_WHAT YOU ARE ASKED TO DO_
Can you recast the rows below as a Markdown table with two columns, No. and Line, giving each row a number and skipping any blank lines? Leave the pictures out of your answer.

========================================================================

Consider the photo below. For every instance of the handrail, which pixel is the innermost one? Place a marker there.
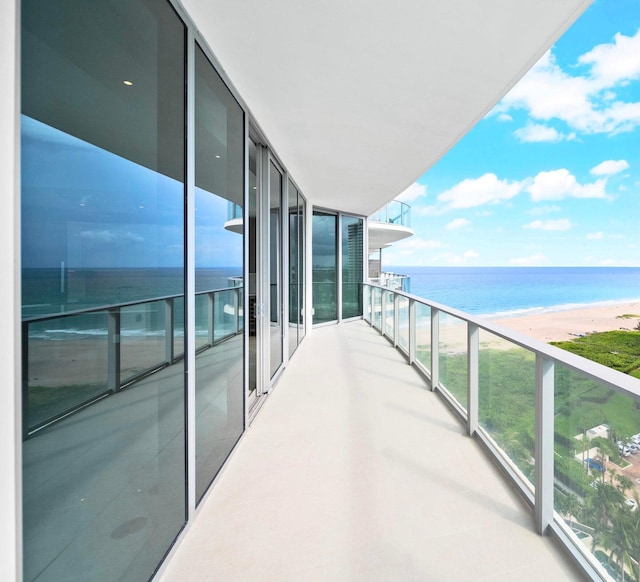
(402, 216)
(616, 380)
(115, 382)
(382, 304)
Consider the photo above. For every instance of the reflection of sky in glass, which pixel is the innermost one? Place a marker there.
(91, 208)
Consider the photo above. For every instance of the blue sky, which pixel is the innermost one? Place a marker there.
(551, 176)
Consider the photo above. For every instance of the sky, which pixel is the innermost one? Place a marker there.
(551, 176)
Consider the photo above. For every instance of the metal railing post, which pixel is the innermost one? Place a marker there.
(435, 348)
(412, 331)
(473, 377)
(544, 443)
(396, 323)
(113, 349)
(25, 380)
(210, 318)
(169, 331)
(236, 308)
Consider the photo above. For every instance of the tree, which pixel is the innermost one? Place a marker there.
(602, 506)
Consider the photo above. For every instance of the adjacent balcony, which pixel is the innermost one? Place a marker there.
(390, 224)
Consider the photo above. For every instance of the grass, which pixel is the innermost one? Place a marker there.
(618, 349)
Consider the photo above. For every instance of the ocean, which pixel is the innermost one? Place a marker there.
(511, 291)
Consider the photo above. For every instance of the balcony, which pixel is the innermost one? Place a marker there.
(390, 224)
(355, 470)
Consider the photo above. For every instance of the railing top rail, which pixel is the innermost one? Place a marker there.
(616, 380)
(99, 308)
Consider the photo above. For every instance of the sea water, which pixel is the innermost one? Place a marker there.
(510, 291)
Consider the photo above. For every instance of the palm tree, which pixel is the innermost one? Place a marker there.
(624, 483)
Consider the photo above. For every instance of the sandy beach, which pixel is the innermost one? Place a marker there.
(567, 324)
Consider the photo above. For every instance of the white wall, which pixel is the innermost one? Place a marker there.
(10, 568)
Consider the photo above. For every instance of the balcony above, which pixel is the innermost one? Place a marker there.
(390, 224)
(353, 470)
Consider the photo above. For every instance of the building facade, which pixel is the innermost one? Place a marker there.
(147, 322)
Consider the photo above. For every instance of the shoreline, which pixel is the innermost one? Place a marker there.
(560, 324)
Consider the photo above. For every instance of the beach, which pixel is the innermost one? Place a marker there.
(570, 323)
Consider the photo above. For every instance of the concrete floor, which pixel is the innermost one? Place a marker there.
(353, 470)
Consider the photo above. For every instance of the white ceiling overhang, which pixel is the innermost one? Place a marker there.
(360, 97)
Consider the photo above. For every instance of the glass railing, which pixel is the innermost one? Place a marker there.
(565, 429)
(393, 281)
(63, 372)
(395, 212)
(234, 211)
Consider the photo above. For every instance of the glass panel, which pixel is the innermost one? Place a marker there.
(388, 298)
(295, 301)
(178, 327)
(302, 208)
(366, 306)
(324, 249)
(423, 335)
(453, 357)
(102, 224)
(352, 266)
(403, 323)
(219, 150)
(507, 399)
(142, 340)
(253, 235)
(275, 267)
(597, 488)
(60, 379)
(376, 307)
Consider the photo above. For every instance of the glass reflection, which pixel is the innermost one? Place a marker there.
(324, 259)
(352, 266)
(275, 268)
(103, 241)
(219, 271)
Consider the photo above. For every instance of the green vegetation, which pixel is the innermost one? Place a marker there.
(592, 501)
(619, 349)
(46, 402)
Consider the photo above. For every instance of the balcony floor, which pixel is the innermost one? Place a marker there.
(353, 470)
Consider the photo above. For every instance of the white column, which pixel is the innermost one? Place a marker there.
(10, 368)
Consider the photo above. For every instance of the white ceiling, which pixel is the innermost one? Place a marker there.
(360, 97)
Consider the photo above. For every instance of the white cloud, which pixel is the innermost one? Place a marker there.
(614, 62)
(452, 259)
(535, 132)
(478, 191)
(609, 167)
(458, 223)
(586, 103)
(540, 210)
(536, 259)
(412, 193)
(560, 224)
(559, 184)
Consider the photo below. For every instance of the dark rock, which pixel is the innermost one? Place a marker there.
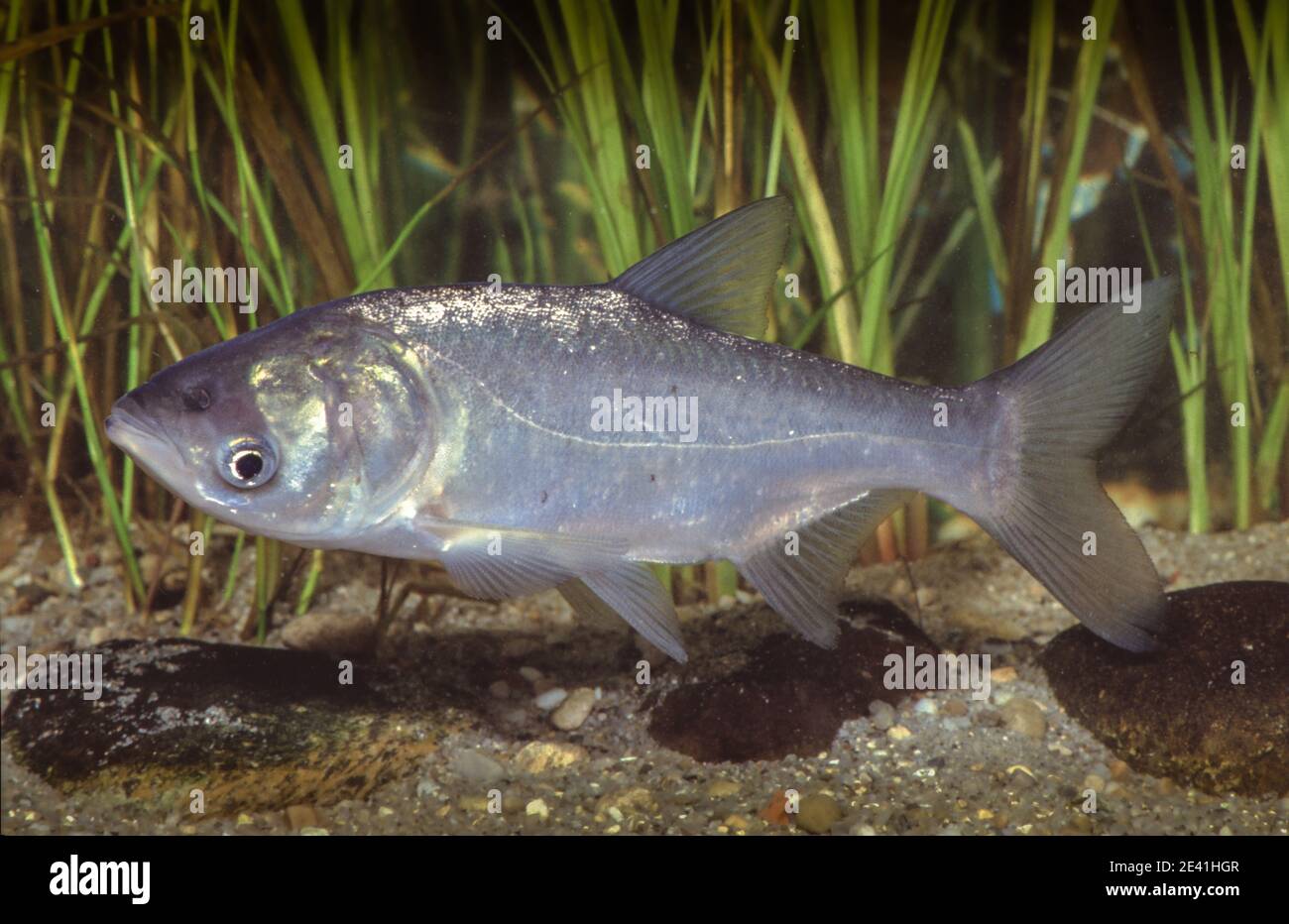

========================================================================

_REPLY_
| No. | Line |
|---|---|
| 1 | Consider the photo below. For every instance of the handrail, which pixel is the innermost one? Place a marker there. |
| 2 | (402, 216) |
| 3 | (616, 380) |
| 4 | (115, 382) |
| 5 | (382, 304) |
| 6 | Consider the photo above. For every instance of the reflection of sky in glass, which pixel is the innermost one? Place a marker there. |
| 7 | (91, 208) |
| 8 | Consider the photo above. For every instance of the blue sky, which pixel is the innermost one? Place a marker there. |
| 9 | (551, 176) |
| 10 | Consider the photo above. For every instance of the sky, which pixel is the innermost one? Place a marker there. |
| 11 | (551, 176) |
| 12 | Consider the photo above. For every instance of the metal railing post, which pixel is the innermost one? Place a marker there. |
| 13 | (435, 348) |
| 14 | (412, 331) |
| 15 | (473, 377) |
| 16 | (544, 443) |
| 17 | (396, 323) |
| 18 | (113, 349) |
| 19 | (25, 380) |
| 20 | (210, 318) |
| 21 | (169, 331) |
| 22 | (236, 308) |
| 23 | Consider the photo above. For every instance of the tree, which pixel is the innermost one? Place a marker there. |
| 24 | (602, 506) |
| 25 | Consider the photo above. For every instance of the adjacent balcony, which pixel is the innermost one? Place a marker there. |
| 26 | (390, 224) |
| 27 | Consider the photo above. For every instance of the grass, which pixel is the innermost one? Place a marker there. |
| 28 | (618, 349) |
| 29 | Consider the photo above. For every instance of the ocean, which pixel is the innermost one? Place a marker there. |
| 30 | (511, 291) |
| 31 | Consider the photo above. For every instance of the balcony, which pixel is the innermost one? Place a marker there. |
| 32 | (390, 224) |
| 33 | (355, 470) |
| 34 | Consider the photo above. For every instance of the railing top rail, which pixel is the innermost one? Place a marker there. |
| 35 | (616, 380) |
| 36 | (99, 308) |
| 37 | Consider the photo above. For every instance of the sea water, which pixel is the innermost one? Place a marker there. |
| 38 | (510, 291) |
| 39 | Consider the photo above. For every instance of the palm tree, which pixel is the innermost one? Place a marker there. |
| 40 | (624, 483) |
| 41 | Consider the photo above. For every instance of the sandy beach, which pixel is the innermost one? Place a marker there. |
| 42 | (567, 324) |
| 43 | Consider the photo above. For every instance of the white wall, which pixel is the innermost one? Place a marker there. |
| 44 | (10, 568) |
| 45 | Consider the photo above. For every instance of the balcony above, which pixel is the innermost one? Place a marker there. |
| 46 | (390, 224) |
| 47 | (353, 470) |
| 48 | Consider the photo above. For every instance of the building facade, which pixel is the innermost one? Place a marker there. |
| 49 | (147, 322) |
| 50 | Consider the photo above. For every instance of the shoreline, which pixel is the innermost one? Place a marker there. |
| 51 | (560, 324) |
| 52 | Consider the photo above. For every instance of the beach, which pixel is the innermost one? Place a marker there. |
| 53 | (570, 323) |
| 54 | Consider the photo above. For every instance of the concrete floor, which pixel is the innermost one? Place a marker there. |
| 55 | (353, 470) |
| 56 | Consider the photo above. For every instance of the white ceiling overhang, which pixel is the innermost one? Place a marker there. |
| 57 | (360, 97) |
| 58 | Consider the photo above. For every instance of the glass railing, which pixel is the innermost one? Place a marker there. |
| 59 | (565, 429) |
| 60 | (393, 281) |
| 61 | (63, 372) |
| 62 | (395, 212) |
| 63 | (234, 211) |
| 64 | Consider the photo above. For every instance of the glass panel, which pixel is the innermost one? Place a marker there. |
| 65 | (388, 298) |
| 66 | (295, 301) |
| 67 | (178, 327) |
| 68 | (302, 208) |
| 69 | (366, 306) |
| 70 | (324, 249) |
| 71 | (423, 335) |
| 72 | (453, 357) |
| 73 | (102, 224) |
| 74 | (352, 266) |
| 75 | (403, 323) |
| 76 | (219, 150) |
| 77 | (507, 399) |
| 78 | (142, 340) |
| 79 | (253, 235) |
| 80 | (275, 267) |
| 81 | (597, 488) |
| 82 | (60, 379) |
| 83 | (376, 307) |
| 84 | Consider the photo above. For every instance of the glass reflection, which pixel is the innermost one? Place a marker there. |
| 85 | (324, 259) |
| 86 | (352, 266) |
| 87 | (275, 268) |
| 88 | (103, 241) |
| 89 | (219, 271) |
| 90 | Consider the photo above. For every instance of the green vegetation, which pixel is the innermost one? Place a marker there. |
| 91 | (592, 501) |
| 92 | (619, 349) |
| 93 | (46, 402) |
| 94 | Consider the photo above. For every instance of the balcony floor, which pixel is the innermost one? Place a marker there. |
| 95 | (353, 470) |
| 96 | Consider the photo above. For every instance of the white column, which pixel is the innermost one? Place a marker there. |
| 97 | (10, 368) |
| 98 | Consider the photo above. For every instance of the white ceiling, which pixel is the innermost one? Place a marker there. |
| 99 | (360, 97) |
| 100 | Consider the photo above. For every instance of the white cloud, which pixel is the innermost one? Place a marker there. |
| 101 | (614, 62) |
| 102 | (452, 259) |
| 103 | (535, 132) |
| 104 | (478, 191) |
| 105 | (609, 167) |
| 106 | (458, 223) |
| 107 | (586, 103) |
| 108 | (540, 210) |
| 109 | (536, 259) |
| 110 | (412, 193) |
| 111 | (560, 224) |
| 112 | (559, 184) |
| 113 | Consider the photo below. For every instance of the dark rock, which pixel is the innermost one? Place a marker there. |